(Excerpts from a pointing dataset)
---------------

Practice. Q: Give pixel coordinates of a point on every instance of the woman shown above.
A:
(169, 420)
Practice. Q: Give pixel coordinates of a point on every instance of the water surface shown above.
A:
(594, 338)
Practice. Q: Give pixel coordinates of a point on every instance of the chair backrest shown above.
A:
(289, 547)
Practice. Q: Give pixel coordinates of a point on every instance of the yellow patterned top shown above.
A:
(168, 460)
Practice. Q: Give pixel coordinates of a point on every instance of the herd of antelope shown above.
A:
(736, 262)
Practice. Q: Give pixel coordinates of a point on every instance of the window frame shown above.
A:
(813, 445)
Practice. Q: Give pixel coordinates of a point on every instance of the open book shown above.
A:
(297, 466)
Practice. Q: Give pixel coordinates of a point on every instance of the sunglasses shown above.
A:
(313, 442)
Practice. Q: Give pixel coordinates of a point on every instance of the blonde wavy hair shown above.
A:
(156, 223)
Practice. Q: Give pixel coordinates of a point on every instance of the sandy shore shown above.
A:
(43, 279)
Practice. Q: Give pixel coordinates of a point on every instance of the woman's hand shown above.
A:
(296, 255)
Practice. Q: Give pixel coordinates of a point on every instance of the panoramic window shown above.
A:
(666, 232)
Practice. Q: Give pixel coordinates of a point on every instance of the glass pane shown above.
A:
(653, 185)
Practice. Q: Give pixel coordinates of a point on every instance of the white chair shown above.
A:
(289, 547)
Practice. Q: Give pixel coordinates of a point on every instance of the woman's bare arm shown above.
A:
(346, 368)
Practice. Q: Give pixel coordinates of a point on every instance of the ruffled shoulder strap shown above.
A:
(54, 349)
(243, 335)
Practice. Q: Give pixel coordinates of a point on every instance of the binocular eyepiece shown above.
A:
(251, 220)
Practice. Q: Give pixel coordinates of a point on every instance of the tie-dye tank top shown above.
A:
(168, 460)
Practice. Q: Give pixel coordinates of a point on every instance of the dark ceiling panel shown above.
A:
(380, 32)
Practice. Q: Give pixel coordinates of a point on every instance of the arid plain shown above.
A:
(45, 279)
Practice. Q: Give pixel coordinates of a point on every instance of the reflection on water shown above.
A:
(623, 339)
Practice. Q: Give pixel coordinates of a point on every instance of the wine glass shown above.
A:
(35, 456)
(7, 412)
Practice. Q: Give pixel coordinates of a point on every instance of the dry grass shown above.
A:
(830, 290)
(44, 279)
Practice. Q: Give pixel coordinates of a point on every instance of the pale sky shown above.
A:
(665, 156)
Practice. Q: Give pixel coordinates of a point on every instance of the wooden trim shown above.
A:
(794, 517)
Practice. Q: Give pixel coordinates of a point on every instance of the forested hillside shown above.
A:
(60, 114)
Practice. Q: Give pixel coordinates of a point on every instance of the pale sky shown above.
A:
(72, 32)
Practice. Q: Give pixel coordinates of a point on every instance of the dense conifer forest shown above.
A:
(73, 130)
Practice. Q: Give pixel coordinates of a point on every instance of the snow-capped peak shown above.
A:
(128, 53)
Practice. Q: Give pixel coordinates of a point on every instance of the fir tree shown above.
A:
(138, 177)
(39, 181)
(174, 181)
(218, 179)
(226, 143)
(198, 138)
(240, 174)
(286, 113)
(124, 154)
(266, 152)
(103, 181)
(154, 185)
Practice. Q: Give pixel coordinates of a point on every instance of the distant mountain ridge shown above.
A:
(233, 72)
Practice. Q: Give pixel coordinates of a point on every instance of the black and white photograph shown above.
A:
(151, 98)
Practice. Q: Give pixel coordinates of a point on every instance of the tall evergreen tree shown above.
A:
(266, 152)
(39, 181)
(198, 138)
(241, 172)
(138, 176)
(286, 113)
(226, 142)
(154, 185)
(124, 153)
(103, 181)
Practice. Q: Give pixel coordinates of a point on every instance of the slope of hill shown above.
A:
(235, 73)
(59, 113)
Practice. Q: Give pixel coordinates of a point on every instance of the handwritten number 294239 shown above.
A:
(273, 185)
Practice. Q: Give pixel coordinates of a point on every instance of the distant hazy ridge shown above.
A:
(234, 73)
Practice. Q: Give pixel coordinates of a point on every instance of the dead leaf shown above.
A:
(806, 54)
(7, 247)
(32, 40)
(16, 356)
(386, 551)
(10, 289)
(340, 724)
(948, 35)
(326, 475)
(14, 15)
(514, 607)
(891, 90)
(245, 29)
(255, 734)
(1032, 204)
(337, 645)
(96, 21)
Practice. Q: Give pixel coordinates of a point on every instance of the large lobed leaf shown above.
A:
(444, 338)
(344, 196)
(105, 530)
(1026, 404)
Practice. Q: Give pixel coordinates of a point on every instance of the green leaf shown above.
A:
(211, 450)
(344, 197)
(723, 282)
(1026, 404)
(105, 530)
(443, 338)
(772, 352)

---------------

**What needs to be done:** Transcribe all of the material above word for word, with no changes.

**Final result:**
Practice. Q: Give pixel coordinates of a point on every instance of the woman shown above.
A:
(169, 420)
Practice. Q: Give pixel coordinates of a point on every instance of the water surface shown above.
A:
(594, 338)
Practice. Q: Give pixel coordinates of a point on every instance of the chair backrest shown above.
A:
(289, 547)
Practice. Q: Give pixel coordinates of a point on every instance of the yellow patterned top shown above.
A:
(168, 460)
Practice. Q: Give pixel coordinates of a point on every instance of the herd of antelope shown above.
A:
(736, 262)
Practice. Q: Give pixel coordinates of a point on every instance of the window frame shown above.
A:
(813, 445)
Practice. Q: Give pixel coordinates of a point on every instance of the open book shown above.
A:
(297, 466)
Practice. Q: Give pixel coordinates of a point on every instance of the sunglasses shown above.
A:
(313, 442)
Practice. Q: Give pixel coordinates of a point on every instance of the blonde wavy hair shown above.
A:
(156, 223)
Practice. Q: Give pixel coordinates of a point on every instance of the sandy shore shown above.
A:
(43, 279)
Practice. Q: Give pixel coordinates of a point on every instance of the woman's hand shown above.
A:
(296, 255)
Practice. Q: Give pixel coordinates of a point on every instance of the panoramic window shown above.
A:
(666, 232)
Practice. Q: Give pixel coordinates of a point on every instance of the glass pane shown above.
A:
(653, 185)
Practice. Q: Give pixel coordinates of a point on every instance of the white chair shown above.
A:
(289, 547)
Practice. Q: Give pixel coordinates of a point on every instance of the woman's bare arm shown above.
A:
(346, 368)
Practice. Q: Give pixel coordinates of a point on every instance of the ruffled shoulder strap shown above.
A:
(54, 349)
(243, 335)
Practice. Q: Give pixel coordinates of a point on every instance of the binocular eyepiece shown above.
A:
(251, 220)
Practice. Q: Give pixel coordinates of a point on every instance of the tie-dye tank top shown above.
A:
(168, 460)
Practice. Q: Give pixel coordinates of a point on every instance of the dark ceiling panel shown above.
A:
(380, 32)
Practice. Q: Give pixel coordinates of a point on every instance of the arid plain shown above.
A:
(45, 279)
Practice. Q: Give pixel coordinates of a point on every instance of the reflection on water shown above.
A:
(623, 339)
Practice. Q: Give pixel coordinates of a point on every instance of the wine glass shown above.
A:
(35, 456)
(7, 412)
Practice. Q: Give pixel coordinates of a point on every instance of the dry grass shown above.
A:
(830, 290)
(44, 279)
Practice. Q: Give pixel coordinates of a point on every instance of the pale sky shown above.
A:
(665, 156)
Practice. Q: Give pixel coordinates of a point on every instance of the wooden trim shown above.
A:
(794, 517)
Practice. Q: Give pixel coordinates of a point on every instance of the forested hillside shown above.
A:
(60, 114)
Practice. Q: Give pixel coordinates of a point on every instance of the pale sky shown above.
A:
(72, 32)
Practice. Q: Give pixel coordinates of a point on every instance of the dense conifer forest shown above.
A:
(73, 130)
Practice. Q: Give pixel coordinates of a point on every instance of the snow-capped peak shown above.
A:
(128, 53)
Practice. Q: Give pixel coordinates of a point on every instance of the fir tree shown above.
A:
(138, 177)
(39, 181)
(174, 181)
(218, 179)
(226, 143)
(198, 138)
(240, 174)
(286, 113)
(124, 154)
(266, 152)
(103, 181)
(154, 185)
Practice. Q: Give pixel coordinates of a point on every instance of the distant mountain ridge shown above.
A:
(233, 72)
Practice. Q: Give pixel coordinates of a point on every instance of the black and white photograph shown above.
A:
(151, 98)
Practice. Q: Give pixel coordinates of a point on every instance of the tall evergreen tree shown above.
A:
(266, 152)
(39, 181)
(198, 138)
(241, 172)
(138, 176)
(286, 113)
(226, 142)
(154, 185)
(124, 153)
(103, 181)
Practice. Q: Give pixel coordinates of a point on every instance of the slope of hill shown above.
A:
(235, 73)
(59, 113)
Practice. Q: Give pixel coordinates of a point on every instance of the handwritten number 294239 shown above.
A:
(273, 185)
Practice. Q: Give pixel coordinates of a point on every instance of the distant hazy ridge shown above.
A:
(234, 73)
Practice. Q: Give pixel coordinates of a point on every instance of the dead leaf shown above.
A:
(806, 54)
(7, 247)
(32, 40)
(16, 356)
(386, 551)
(10, 289)
(340, 724)
(948, 35)
(326, 475)
(14, 15)
(514, 607)
(891, 90)
(245, 29)
(255, 734)
(1032, 204)
(337, 645)
(96, 21)
Practice. Q: Give pixel coordinates of a point on every instance of the large lobed leaf shown above.
A:
(444, 338)
(344, 196)
(105, 530)
(1026, 404)
Practice. Q: Give pixel coordinates of a point on every instance of the green leaf shown above.
A:
(211, 450)
(344, 197)
(723, 282)
(1026, 404)
(105, 530)
(443, 338)
(772, 352)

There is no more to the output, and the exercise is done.